## Work instructions
Every line below should be repeated exactly as written.

#### Data in this exercise ####

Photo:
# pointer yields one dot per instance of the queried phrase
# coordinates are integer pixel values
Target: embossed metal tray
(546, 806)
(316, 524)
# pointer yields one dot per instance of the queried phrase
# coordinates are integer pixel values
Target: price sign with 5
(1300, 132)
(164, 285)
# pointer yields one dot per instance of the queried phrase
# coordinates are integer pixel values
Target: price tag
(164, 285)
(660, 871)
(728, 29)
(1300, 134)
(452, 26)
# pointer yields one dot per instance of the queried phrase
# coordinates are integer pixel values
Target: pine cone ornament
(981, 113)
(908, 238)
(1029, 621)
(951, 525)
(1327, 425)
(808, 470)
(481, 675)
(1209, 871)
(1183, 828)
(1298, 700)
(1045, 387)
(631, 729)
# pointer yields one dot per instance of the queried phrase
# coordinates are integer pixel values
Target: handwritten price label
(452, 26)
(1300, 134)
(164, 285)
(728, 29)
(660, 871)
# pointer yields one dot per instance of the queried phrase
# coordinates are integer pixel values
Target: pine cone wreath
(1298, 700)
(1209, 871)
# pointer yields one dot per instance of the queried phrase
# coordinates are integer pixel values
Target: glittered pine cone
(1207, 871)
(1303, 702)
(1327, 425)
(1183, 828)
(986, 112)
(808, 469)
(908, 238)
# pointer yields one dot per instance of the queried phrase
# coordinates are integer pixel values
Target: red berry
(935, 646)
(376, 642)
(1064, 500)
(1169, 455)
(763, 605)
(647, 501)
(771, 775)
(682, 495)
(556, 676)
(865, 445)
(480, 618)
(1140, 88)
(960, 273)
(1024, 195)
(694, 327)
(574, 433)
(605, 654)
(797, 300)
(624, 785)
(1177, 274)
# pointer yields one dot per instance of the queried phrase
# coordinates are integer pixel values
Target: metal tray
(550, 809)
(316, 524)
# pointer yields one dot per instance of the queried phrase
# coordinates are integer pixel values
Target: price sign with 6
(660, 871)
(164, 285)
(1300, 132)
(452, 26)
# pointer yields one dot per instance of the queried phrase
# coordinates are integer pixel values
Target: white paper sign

####

## Output
Photo:
# pointer yields one dot per instance of the queried phrase
# coordinates are integer pixel values
Target: embossed metal tray
(546, 806)
(316, 524)
# pointer yields one dot per instance of the queried phrase
# coordinates are integer pixel values
Target: price sign with 5
(1300, 132)
(164, 285)
# pointer yields one dot per instance of the queried phrase
# coordinates are integer pixel values
Target: price tag
(164, 285)
(660, 871)
(728, 29)
(1300, 134)
(452, 26)
# pointer yields one dot per instance of the queried phrase
# coordinates are integer pixel values
Target: pine cone ornament
(981, 113)
(908, 238)
(1029, 621)
(951, 525)
(1327, 425)
(808, 470)
(481, 675)
(1209, 871)
(1183, 828)
(1298, 700)
(1045, 387)
(631, 729)
# pointer yields one dot per instance of the queried phrase
# coordinates are integer pixel values
Target: handwritten price label
(452, 26)
(1300, 134)
(164, 285)
(728, 29)
(660, 871)
# pointer yields one dot per instance of the queried phrase
# coordinates are integer pixel values
Target: pine cone wreath
(1298, 700)
(1209, 871)
# pointer yields one dot per instance of the queried phrase
# coordinates are integer pixel values
Target: glittered pine cone
(1207, 871)
(1303, 702)
(1327, 425)
(1183, 828)
(986, 112)
(808, 469)
(908, 238)
# pointer yields one dot per instance of the queried phrase
# coordinates are integer pixel values
Target: red berry
(935, 646)
(376, 642)
(1064, 500)
(1169, 455)
(763, 605)
(647, 501)
(771, 775)
(682, 495)
(556, 676)
(865, 445)
(480, 618)
(1140, 88)
(960, 273)
(1024, 195)
(694, 327)
(574, 433)
(605, 654)
(797, 300)
(624, 785)
(1177, 274)
# pointer yields one dot per instance of the queried phrase
# coordinates are integer pixel values
Target: metal tray
(550, 809)
(316, 524)
# pointer yields one dot per instance of the queried phrase
# coordinates are integer pixel values
Target: price sign with 6
(660, 871)
(164, 285)
(1300, 132)
(452, 26)
# pointer yields one dot per instance of the queried phrase
# coordinates are integer pixel values
Target: white paper sign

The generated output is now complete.